Excerpt to read:
____
This would instruct the browser to begin the looking in the same folder that the current document is in, i.e. start looking relative to the current document. For example, if the document that includes this tag is found at http://example.com/castles/buckingham.html, then the browser would look for dove.jpg inside /castles/images.

Named Character References (Entities):

Often you’ll want to include symbols in the content for your reader that have special meaning in HTML, like the greater-than or less-than symbols. Because these symbols denote tags in HTML, browsers do confusing things when you include them directly in the text of a document. In order to get around this, HTML uses the concept Named Character References. Often called entities, these references allow you to include characters in your content that the browser might otherwise interpret as part of a tag. The most common you’d need to know are:

  • &gt; which denotes the greater-than sign: >
  • &lt; which denotes the less-than sigh: <
  • &amp; which denotes the ampersand: &
  • &quot; which denotes the double-quote: “

So if you’d want to express a mathematical inequality for your readers, you’d do this:

<p>and I quote, &quot;5 &gt; 3&quot;</p>

Which outputs:

and I quote “5 > 3”
____
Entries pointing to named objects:
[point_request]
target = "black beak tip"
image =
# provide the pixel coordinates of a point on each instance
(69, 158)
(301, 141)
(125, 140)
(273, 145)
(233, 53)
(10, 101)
____
Your instructions: Carry the HTML tutorial excerpt on image paths and named character references forward from its final line, the sample output of the inequality.

The result:
There are many more named character references, but the above four are crucial because of their special meaning in HTML. Typing the character in your content when you should have used the entity is likely to cause errors in the way your page display to users.

These are the most common and most basic elements you’ll use when marking up content for your site’s visitors. Then next chapter will cover some more elements and talk more in-depth about HTML validity.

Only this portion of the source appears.